++++ PASSAGE ++++

Refer to your documentation (e.g., manpages) for other operating systems.

The aufs Storage Scheme

The aufs storage scheme has evolved out of the very first attempt to improve Squid’s disk I/O response time. The “a” stands for asynchronous I/O. The only difference between the default ufs scheme and aufs is that I/Os aren’t executed by the main Squid process. The data layout and format is the same, so you can easily switch between the two schemes without losing any cache data.

aufs uses a number of thread processes for disk I/O operations. Each time Squid needs to read, write, open, close, or remove a cache file, the I/O request is dispatched to one of the thread processes. When the thread completes the I/O, it signals the main Squid process and returns a status code. Actually, in Squid 2.5, certain file operations aren’t executed asynchronously by default. Most notably, disk writes are always performed synchronously. You can change this by setting ASYNC_WRITE to 1 in src/fs/aufs/store_asyncufs.h and recompiling.

The aufs code requires a pthreads library. This is the standard threads interface, defined by POSIX. Even though pthreads is available on many Unix systems, I often encounter compatibility problems and differences. The aufs storage system seems to run well only on Linux and Solaris. Even though the code compiles, you may encounter serious problem on other operating systems.

To use aufs, you must add a special ./configure option:

% ./configure --enable-storeio=aufs,ufs

Strictly speaking, you don’t really need to specify ufs in the list of storeio modules. However, you might as well because if you try aufs and don’t like it, you’ll be able to fall back to the plain ufs storage scheme.

You can also use the —with-aio-threads= N option if you like. If you omit it, Squid automatically calculates the number of threads to use based on the number of aufs cache_dirs. Table 8-1 shows the default number of threads for up to six cache directories.

++++ ENTRIES PROVIDED ++++

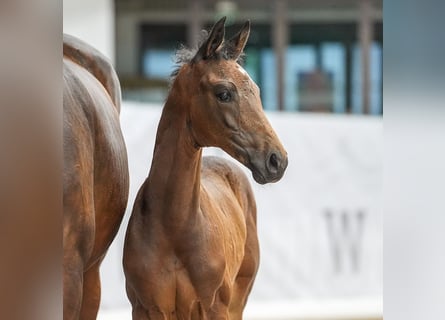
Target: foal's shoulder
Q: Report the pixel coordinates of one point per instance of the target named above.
(223, 168)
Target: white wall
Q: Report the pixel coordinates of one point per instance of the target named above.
(93, 22)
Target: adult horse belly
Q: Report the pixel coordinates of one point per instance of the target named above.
(111, 181)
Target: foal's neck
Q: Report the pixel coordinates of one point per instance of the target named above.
(174, 178)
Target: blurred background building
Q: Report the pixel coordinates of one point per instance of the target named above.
(306, 55)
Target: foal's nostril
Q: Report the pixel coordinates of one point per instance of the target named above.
(273, 163)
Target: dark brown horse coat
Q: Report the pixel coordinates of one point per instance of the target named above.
(191, 249)
(96, 179)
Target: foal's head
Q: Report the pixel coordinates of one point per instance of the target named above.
(225, 108)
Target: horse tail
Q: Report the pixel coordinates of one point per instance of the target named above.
(96, 63)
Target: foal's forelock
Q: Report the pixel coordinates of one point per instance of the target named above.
(213, 46)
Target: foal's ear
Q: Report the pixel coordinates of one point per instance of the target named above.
(235, 46)
(213, 42)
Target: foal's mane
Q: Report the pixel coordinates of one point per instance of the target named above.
(185, 55)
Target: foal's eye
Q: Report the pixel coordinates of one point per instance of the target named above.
(224, 96)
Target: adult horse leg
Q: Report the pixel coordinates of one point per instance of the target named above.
(91, 292)
(78, 230)
(72, 290)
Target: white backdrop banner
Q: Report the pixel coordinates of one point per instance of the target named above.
(320, 227)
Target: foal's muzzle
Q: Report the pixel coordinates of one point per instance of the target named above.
(270, 168)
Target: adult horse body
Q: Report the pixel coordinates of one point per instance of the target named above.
(191, 248)
(96, 178)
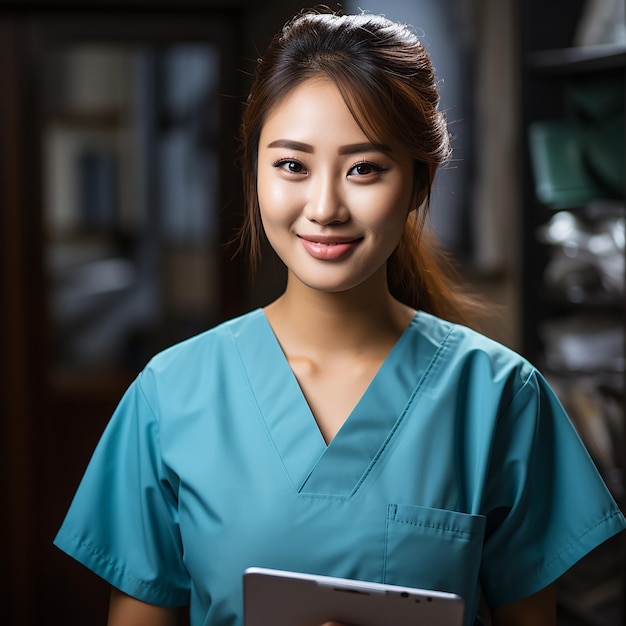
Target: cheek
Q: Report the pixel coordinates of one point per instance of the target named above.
(277, 202)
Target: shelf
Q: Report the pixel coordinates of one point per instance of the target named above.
(579, 59)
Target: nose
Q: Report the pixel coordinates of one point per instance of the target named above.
(325, 204)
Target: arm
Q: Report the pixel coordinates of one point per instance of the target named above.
(536, 610)
(127, 611)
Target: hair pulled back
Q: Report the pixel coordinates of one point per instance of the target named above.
(388, 83)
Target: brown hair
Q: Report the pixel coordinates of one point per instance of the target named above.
(387, 81)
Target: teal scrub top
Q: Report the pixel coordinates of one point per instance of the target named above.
(458, 470)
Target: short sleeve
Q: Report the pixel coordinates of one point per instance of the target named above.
(123, 521)
(547, 504)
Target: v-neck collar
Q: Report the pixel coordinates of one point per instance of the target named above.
(313, 466)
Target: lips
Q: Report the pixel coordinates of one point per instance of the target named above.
(328, 248)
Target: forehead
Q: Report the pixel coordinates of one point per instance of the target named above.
(310, 106)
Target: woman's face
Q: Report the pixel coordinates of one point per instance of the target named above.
(333, 205)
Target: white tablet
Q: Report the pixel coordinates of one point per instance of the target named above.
(280, 598)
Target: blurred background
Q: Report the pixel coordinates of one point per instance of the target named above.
(120, 197)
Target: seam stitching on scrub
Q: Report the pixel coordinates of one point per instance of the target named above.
(115, 567)
(436, 358)
(578, 539)
(258, 408)
(458, 531)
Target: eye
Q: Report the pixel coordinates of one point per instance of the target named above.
(365, 168)
(291, 166)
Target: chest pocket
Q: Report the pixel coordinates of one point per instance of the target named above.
(434, 549)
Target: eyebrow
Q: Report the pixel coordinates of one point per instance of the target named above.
(349, 149)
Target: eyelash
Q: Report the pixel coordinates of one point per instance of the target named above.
(377, 169)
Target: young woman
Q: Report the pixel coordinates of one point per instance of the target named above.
(356, 426)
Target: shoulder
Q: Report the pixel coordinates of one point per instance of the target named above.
(201, 357)
(465, 346)
(203, 344)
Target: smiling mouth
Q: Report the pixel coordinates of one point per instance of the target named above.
(329, 250)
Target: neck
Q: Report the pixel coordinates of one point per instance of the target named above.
(362, 319)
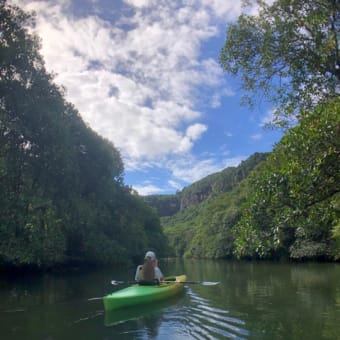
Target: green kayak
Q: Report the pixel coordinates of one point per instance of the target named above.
(138, 294)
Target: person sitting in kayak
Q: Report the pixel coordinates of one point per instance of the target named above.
(149, 273)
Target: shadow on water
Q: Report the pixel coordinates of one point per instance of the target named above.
(209, 322)
(257, 301)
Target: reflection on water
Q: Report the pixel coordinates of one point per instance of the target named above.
(189, 316)
(211, 323)
(253, 301)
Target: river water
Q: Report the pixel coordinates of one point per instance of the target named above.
(253, 301)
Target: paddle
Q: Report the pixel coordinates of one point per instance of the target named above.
(202, 283)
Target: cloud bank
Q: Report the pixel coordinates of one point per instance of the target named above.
(135, 71)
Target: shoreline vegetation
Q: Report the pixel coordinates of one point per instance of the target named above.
(62, 194)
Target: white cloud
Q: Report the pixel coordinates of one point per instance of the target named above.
(257, 136)
(137, 80)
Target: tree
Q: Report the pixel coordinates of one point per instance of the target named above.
(288, 52)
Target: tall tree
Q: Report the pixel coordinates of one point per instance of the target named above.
(288, 53)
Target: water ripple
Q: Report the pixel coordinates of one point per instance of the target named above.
(211, 322)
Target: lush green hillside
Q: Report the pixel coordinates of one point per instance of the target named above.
(198, 192)
(286, 54)
(288, 206)
(62, 196)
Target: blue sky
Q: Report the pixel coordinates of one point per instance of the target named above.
(145, 75)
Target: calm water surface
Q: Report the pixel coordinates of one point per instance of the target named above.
(253, 301)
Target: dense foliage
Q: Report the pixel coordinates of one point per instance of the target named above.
(293, 209)
(212, 185)
(289, 205)
(62, 197)
(288, 54)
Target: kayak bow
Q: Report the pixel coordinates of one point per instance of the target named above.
(138, 294)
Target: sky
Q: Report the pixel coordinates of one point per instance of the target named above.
(145, 75)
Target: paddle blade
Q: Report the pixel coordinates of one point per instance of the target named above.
(116, 283)
(209, 283)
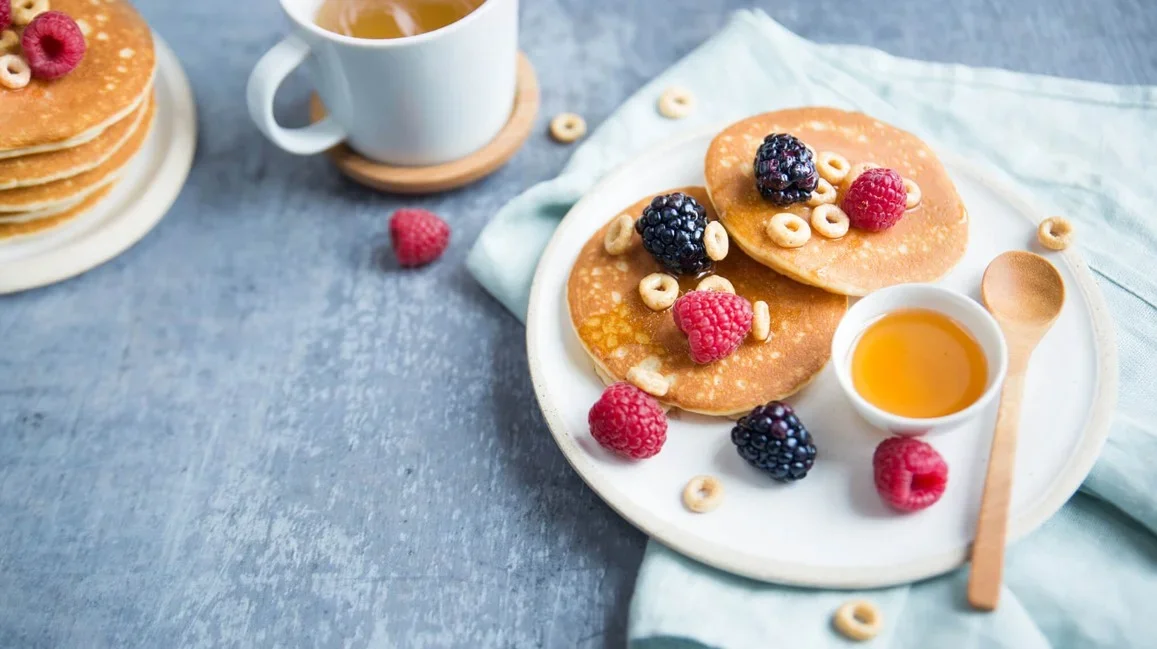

++++

▶ [WHAT IS ASKED]
1 – List the file operations that the passage on aufs says cause Squid to hand an I/O request to a thread process.
2 – Please write out part of the passage on aufs, beginning at the words "To use aufs, you" and stopping after "six cache directories.".
This material has nothing to do with the passage on aufs.

▶ [RESPONSE LIST]
1 – read, write, open, close, remove

2 –
To use aufs, you must add a special ./configure option:

% ./configure --enable-storeio=aufs,ufs

Strictly speaking, you don’t really need to specify ufs in the list of storeio modules. However, you might as well because if you try aufs and don’t like it, you’ll be able to fall back to the plain ufs storage scheme.

You can also use the —with-aio-threads= N option if you like. If you omit it, Squid automatically calculates the number of threads to use based on the number of aufs cache_dirs. Table 8-1 shows the default number of threads for up to six cache directories.